*Written task*. Go to the line that contains "Please drop a marker on the woman in black puffer" and extract it along with every line after it, exactly, through the end of the data below.

Raw records

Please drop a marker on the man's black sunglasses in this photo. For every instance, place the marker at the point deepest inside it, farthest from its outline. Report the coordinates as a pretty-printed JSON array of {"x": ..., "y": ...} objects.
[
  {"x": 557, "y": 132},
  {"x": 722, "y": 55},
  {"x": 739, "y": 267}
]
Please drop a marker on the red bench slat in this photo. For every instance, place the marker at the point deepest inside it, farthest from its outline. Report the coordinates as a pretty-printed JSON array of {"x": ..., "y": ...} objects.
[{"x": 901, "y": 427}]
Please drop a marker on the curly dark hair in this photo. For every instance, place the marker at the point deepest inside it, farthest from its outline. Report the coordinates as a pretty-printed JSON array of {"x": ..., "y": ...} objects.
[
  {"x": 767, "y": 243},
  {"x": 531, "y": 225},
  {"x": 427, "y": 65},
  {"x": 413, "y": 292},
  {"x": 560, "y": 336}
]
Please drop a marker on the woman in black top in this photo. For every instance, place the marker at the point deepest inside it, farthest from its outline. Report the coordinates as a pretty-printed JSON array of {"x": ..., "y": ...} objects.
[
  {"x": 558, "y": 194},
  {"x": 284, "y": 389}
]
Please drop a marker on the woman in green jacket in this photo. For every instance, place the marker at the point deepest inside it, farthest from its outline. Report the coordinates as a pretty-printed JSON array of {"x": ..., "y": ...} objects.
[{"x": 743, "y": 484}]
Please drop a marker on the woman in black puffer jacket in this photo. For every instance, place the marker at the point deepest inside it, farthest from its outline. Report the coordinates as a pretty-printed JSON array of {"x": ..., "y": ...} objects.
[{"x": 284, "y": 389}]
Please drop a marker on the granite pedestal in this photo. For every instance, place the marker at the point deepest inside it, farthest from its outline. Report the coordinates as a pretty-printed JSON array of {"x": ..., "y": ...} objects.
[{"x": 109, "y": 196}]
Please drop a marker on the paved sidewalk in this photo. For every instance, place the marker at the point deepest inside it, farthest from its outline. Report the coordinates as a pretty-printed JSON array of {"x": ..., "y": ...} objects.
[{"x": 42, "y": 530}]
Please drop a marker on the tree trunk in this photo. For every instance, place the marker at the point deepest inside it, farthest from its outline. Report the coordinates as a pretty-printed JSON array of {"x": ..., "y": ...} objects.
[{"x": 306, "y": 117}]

*Output of the task*.
Please drop a marker on the woman in black puffer jacket in this photo. For every instance, place the marker at the point deepest inside it, farthest from its outline. Report the coordinates as a pretty-printed JSON array of {"x": ..., "y": ...} objects.
[{"x": 284, "y": 389}]
Please drop a marker on the granite pedestal in this photo. For every instance, place the marker at the point deepest inside it, farthest from its outline. Report the coordinates as a pretty-printed JSON array of {"x": ..., "y": ...} objects.
[{"x": 109, "y": 196}]
Please drop a marker on the paved sidewalk in this photo. For every instance, place the marker at the point deepest inside it, farthest from its outline. Report the coordinates as a pretty-printed JSON array of {"x": ..., "y": ...} objects.
[{"x": 42, "y": 530}]
Please drop a marker on the tree trunk in this photo. For every instance, place the marker at the point deepest inside it, farthest from its outline. Report the coordinates as a pretty-printed JSON array of {"x": ..., "y": ...} objects.
[{"x": 306, "y": 117}]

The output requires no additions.